Das ist mittlerweile -r7

----------

## Marlo

 *Earthwings wrote:*   

> Das ist mittlerweile -r7

 

Klar, hab ich auch so draufgespielt. Ob allerdings die Lizeznummer von der CT, die ich mir geholt habe, damit zurecht kommt würde ich z.Z. noch bezweifeln.  Im Moment rennt sich VM beim Start einfach tot, sprich stirbt ab.

Ma

----------

## s.hase

Hi!

Warum bezweifelst Du dass? Läuft bei mir ohne Probleme! Warum sollte es mit der Nummer irgendwelche Probleme geben?

Gruss

Sebastian

----------

## HeadbangingMan

Die c't Lizenz läuft auch mit dieser Version, nur der init-script läuft bei mir nicht. Ich muss nach jedem Neustart vmware-config.pl laufen lassen.

Ich werde mich bei Gelegenheit näher damit auseinander setzen.

----------

## Marlo

 *HeadbangingMan wrote:*   

> ... nur der init-script läuft bei mir nicht. Ich muss nach jedem Neustart vmware-config.pl laufen lassen.

- _Aufgaben_:
**a.** Was muss HeadbangingMan laut dem Forenthread zu VMware nach jedem Neustart laufen lassen?
**b.** Führe den Forenthread zu VMware nach seiner letzten Zeile weiter.
Die Einträge werden hierfür nicht gebraucht.

- _Bereitgestelltes Material_:
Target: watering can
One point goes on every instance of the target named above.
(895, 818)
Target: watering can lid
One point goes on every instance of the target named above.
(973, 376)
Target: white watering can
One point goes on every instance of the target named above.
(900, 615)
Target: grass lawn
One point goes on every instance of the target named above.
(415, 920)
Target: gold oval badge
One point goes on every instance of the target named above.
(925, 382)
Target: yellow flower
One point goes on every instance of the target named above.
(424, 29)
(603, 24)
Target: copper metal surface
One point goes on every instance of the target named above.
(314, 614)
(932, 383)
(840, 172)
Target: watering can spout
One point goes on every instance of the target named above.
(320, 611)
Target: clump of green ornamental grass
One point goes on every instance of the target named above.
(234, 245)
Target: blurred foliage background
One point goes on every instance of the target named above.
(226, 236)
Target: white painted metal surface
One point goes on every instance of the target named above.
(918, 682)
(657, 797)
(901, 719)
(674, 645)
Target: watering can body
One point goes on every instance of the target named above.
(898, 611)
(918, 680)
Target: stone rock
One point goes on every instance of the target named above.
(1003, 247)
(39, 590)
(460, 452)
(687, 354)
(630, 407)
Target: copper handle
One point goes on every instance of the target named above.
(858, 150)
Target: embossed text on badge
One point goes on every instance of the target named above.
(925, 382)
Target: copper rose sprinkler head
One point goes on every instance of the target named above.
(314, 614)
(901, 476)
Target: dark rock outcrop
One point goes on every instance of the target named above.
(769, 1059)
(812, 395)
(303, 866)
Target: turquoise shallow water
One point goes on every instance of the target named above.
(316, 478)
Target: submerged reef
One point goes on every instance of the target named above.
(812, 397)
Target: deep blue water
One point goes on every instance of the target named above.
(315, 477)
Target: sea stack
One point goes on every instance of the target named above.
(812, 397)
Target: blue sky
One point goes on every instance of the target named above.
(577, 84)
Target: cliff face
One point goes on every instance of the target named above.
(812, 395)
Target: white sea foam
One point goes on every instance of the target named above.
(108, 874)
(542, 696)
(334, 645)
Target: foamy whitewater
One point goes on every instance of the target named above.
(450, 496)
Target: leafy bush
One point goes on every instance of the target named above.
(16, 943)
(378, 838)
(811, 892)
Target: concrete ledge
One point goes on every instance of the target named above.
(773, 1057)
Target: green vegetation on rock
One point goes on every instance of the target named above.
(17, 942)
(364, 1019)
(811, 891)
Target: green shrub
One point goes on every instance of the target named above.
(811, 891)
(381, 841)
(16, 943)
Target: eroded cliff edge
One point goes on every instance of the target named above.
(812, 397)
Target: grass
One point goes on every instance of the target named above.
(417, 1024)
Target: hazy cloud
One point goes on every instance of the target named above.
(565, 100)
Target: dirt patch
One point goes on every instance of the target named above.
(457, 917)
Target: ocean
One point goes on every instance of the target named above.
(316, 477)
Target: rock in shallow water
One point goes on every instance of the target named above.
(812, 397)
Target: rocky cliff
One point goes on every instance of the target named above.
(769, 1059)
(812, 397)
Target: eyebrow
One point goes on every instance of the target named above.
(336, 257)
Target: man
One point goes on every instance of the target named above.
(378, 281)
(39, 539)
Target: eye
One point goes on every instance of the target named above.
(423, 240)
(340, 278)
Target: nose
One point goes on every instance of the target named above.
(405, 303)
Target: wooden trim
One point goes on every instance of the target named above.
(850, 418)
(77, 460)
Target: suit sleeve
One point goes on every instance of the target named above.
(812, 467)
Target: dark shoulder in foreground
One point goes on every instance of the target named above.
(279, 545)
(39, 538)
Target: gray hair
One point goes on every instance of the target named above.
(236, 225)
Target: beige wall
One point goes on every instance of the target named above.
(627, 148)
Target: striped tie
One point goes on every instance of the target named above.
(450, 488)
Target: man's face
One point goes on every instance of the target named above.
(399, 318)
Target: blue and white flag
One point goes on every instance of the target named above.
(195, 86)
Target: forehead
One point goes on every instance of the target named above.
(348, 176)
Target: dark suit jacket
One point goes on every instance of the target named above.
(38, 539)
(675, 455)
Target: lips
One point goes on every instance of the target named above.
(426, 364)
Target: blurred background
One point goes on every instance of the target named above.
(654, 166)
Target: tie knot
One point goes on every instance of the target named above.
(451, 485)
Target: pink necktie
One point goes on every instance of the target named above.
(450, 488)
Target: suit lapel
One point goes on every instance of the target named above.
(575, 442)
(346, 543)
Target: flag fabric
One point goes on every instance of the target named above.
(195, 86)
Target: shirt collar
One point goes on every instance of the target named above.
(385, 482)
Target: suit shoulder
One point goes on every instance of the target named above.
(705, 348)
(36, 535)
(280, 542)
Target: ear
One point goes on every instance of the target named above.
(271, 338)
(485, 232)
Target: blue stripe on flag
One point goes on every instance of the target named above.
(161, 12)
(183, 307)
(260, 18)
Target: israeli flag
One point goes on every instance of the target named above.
* * *
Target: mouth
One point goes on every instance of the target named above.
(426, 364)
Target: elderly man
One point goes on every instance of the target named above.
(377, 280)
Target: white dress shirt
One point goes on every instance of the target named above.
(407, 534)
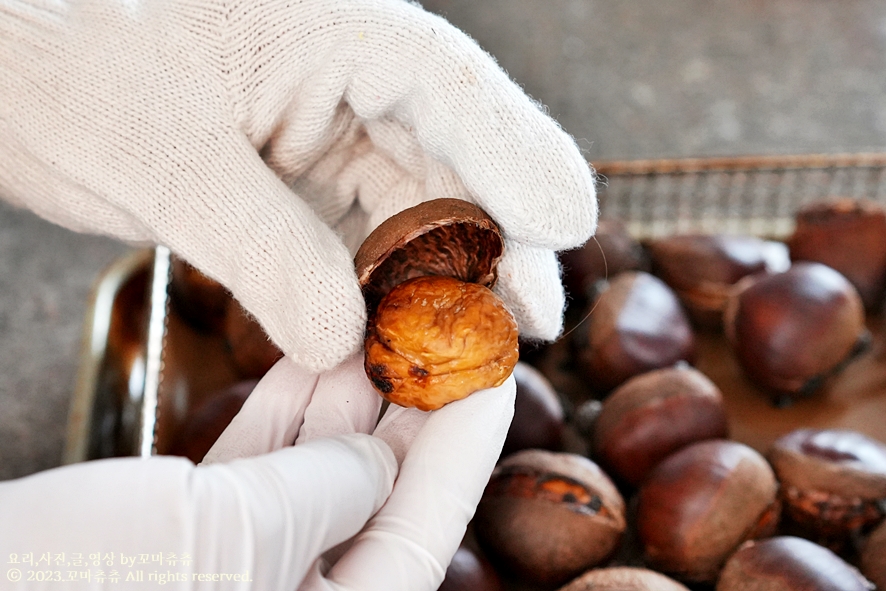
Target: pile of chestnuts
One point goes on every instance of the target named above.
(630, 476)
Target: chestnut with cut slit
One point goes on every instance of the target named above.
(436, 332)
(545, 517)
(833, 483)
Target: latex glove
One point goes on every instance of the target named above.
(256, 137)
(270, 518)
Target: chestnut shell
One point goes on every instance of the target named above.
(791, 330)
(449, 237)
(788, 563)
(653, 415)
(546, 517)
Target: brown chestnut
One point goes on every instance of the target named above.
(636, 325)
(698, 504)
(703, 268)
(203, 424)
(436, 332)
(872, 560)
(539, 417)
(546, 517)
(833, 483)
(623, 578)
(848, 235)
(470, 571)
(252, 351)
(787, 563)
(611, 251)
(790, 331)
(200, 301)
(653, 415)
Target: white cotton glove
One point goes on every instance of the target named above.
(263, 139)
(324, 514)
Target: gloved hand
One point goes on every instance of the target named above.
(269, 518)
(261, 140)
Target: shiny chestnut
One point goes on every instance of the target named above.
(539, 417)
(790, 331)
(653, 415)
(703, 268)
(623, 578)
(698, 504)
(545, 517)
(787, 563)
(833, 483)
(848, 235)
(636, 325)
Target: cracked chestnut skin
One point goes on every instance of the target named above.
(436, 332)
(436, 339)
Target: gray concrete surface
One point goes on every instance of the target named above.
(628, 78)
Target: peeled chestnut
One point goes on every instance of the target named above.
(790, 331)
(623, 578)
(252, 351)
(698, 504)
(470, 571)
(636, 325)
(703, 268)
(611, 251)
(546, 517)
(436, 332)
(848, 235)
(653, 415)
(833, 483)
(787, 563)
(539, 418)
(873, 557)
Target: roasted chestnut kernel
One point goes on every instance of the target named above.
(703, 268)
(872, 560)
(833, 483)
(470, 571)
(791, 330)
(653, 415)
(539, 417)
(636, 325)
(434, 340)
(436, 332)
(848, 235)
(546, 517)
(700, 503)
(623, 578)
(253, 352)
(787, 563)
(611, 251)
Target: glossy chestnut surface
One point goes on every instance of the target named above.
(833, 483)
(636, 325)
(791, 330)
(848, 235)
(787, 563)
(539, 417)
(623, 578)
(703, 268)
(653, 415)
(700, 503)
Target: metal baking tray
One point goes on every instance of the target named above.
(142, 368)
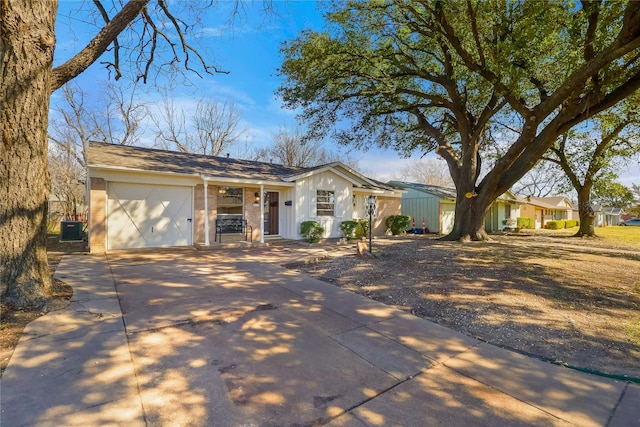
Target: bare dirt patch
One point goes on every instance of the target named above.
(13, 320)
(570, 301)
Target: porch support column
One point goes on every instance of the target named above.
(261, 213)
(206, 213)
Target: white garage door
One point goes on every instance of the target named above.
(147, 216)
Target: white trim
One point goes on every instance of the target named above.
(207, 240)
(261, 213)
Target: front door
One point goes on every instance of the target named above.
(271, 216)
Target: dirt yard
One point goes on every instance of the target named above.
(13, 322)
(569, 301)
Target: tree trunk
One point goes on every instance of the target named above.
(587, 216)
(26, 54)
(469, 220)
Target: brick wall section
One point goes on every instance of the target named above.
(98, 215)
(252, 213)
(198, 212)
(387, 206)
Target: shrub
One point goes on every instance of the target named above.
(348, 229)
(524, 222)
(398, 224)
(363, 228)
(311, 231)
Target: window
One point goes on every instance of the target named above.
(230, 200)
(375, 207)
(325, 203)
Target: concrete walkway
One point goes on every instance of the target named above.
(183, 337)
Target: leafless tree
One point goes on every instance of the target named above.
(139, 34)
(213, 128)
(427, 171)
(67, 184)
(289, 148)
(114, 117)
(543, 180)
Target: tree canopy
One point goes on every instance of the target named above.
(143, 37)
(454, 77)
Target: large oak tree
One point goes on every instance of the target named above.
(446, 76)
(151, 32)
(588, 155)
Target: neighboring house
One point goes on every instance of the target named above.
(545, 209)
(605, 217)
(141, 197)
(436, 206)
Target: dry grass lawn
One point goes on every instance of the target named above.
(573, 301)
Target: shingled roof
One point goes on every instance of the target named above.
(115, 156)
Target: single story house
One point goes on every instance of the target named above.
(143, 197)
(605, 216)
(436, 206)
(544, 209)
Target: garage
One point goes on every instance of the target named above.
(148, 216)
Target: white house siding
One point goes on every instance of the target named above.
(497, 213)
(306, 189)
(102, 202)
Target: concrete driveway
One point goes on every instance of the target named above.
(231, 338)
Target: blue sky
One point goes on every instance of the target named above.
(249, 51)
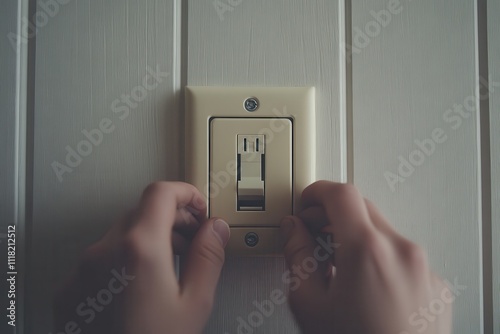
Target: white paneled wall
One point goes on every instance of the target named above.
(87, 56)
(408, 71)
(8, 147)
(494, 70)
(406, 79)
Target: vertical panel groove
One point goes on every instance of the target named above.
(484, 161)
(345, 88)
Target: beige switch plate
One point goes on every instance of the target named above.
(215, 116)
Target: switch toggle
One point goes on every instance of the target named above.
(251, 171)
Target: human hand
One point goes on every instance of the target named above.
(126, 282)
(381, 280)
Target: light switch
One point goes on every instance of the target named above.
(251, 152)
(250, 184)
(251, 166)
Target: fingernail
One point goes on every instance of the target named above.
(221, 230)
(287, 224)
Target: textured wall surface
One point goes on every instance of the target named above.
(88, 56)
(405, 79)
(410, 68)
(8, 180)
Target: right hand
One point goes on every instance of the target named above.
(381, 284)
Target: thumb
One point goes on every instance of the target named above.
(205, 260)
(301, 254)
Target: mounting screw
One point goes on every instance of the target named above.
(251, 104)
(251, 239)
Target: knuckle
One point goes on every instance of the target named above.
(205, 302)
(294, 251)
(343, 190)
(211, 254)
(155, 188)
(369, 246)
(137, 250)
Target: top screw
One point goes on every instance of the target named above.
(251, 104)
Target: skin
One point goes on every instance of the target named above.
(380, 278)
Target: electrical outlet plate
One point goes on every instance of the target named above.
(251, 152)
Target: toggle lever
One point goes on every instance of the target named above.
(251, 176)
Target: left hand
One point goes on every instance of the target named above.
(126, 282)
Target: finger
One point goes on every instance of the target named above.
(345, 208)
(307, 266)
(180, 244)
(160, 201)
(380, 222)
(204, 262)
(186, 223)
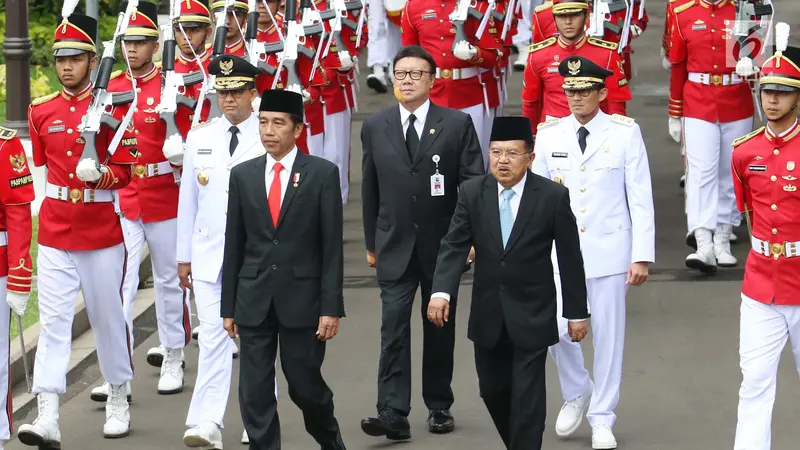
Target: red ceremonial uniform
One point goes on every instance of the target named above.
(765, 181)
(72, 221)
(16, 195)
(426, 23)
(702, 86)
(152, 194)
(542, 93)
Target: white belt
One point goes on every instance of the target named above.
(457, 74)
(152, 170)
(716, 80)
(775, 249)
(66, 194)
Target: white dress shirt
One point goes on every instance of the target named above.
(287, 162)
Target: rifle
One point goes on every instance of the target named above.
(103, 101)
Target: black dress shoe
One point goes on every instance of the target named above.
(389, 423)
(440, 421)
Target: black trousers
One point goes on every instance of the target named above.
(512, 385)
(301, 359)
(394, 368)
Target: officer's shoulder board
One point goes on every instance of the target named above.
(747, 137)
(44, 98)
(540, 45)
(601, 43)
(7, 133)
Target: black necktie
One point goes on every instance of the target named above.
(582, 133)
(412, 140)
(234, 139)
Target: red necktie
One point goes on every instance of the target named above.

- _Antworten_:
**a.** vmware-config.pl

**b.**
> 
> Ich werde mich bei Gelegenheit näher damit auseinander setzen.

 

Hier auch so. Es gibt da zwar im Forum Lösungsvorschläge, die aber wohl noch nicht so rund sind.

Ma

----------

## kalle2

 *Earthwings wrote:*   

> Das ist mittlerweile -r7

 

Hmja. Danke. Ich weiß, das verdient wahrscheinlich ein RTFM, aber wie kriege ich raus, welche älteren Versionen eines Pakets existieren?

# emerge -s "<vmware-workstation-5.0" 

bringt bei mir keine Ergebnisse.

Ach ja, da die emerge-Lösung scheinbar auch nicht so out of the box klappt, bleibe ich wohl bei der Version von der c't-cd.

----------

## STiGMaTa_ch

 *kalle2 wrote:*   

> Ich weiß, das verdient wahrscheinlich ein RTFM, aber wie kriege ich raus, welche älteren Versionen eines Pakets [...]

 

Da Gentoo für jede Version ein ebuild benötigt, kannst du einfach im entsprechenden Verzeichnis deines Portage Tree's nachschauen. vmware ist z.B.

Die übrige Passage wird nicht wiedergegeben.